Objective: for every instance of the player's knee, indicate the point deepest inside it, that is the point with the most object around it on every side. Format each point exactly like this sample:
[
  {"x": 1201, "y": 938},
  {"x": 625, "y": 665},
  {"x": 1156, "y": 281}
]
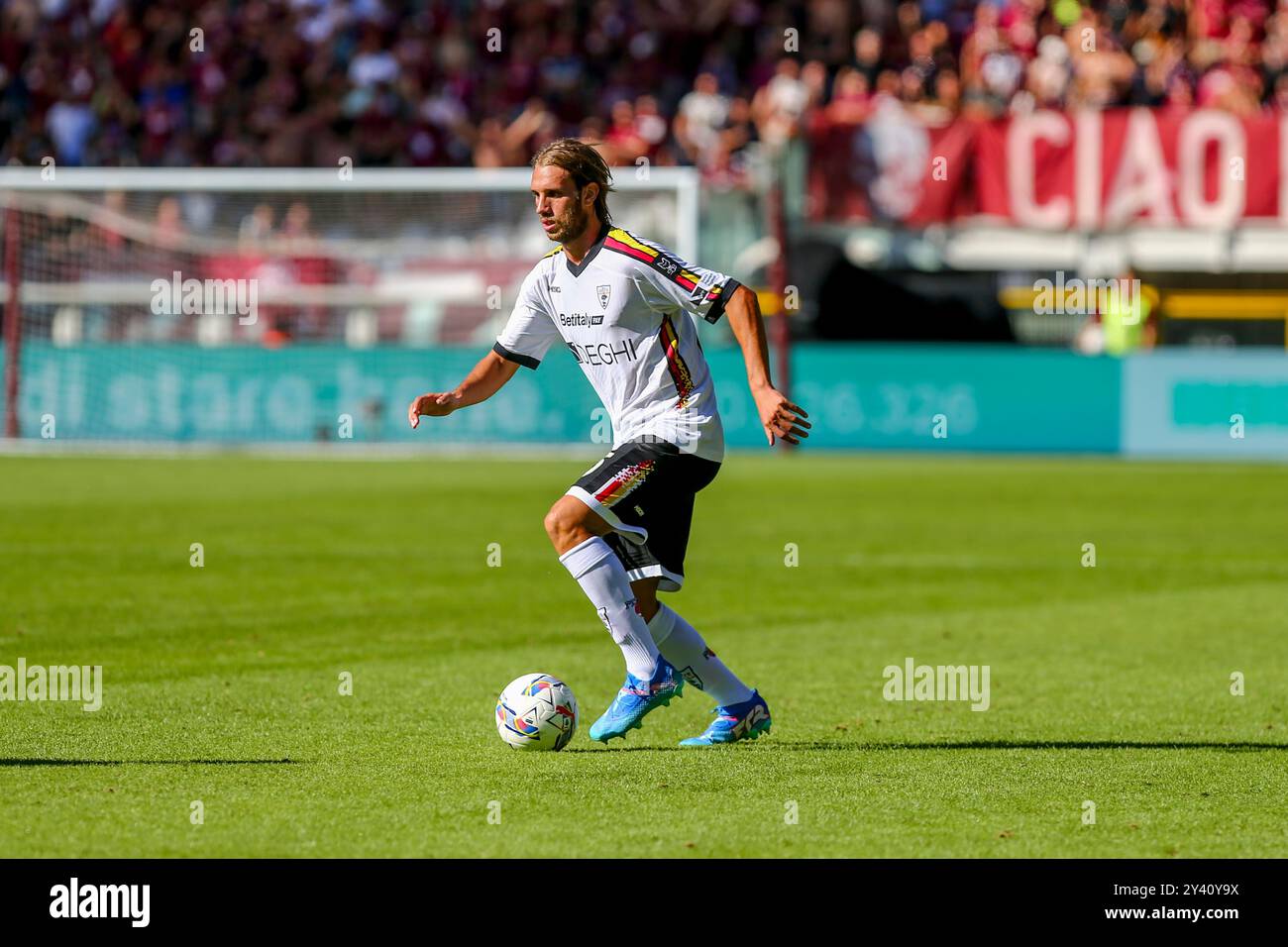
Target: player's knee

* * *

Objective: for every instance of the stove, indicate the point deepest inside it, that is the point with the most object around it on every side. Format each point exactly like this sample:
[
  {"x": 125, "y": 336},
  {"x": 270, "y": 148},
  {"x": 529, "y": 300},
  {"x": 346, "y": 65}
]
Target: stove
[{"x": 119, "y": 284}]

...

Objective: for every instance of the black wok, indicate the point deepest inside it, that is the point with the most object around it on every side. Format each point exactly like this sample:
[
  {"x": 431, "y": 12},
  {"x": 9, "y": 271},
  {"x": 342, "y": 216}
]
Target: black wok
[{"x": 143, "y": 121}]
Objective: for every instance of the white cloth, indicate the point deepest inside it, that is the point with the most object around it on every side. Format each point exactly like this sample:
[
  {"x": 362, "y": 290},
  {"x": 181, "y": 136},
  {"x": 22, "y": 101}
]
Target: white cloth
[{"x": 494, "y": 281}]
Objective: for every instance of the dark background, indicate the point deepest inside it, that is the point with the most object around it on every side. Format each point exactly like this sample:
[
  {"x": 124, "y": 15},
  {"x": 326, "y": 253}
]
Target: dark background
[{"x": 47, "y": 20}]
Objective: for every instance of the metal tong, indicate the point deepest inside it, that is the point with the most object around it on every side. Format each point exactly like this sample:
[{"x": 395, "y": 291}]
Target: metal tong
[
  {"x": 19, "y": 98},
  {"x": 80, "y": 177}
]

ASSIGNMENT
Output only the number of lines in the listing that contain the string "player".

RESULT OF THE TASK
2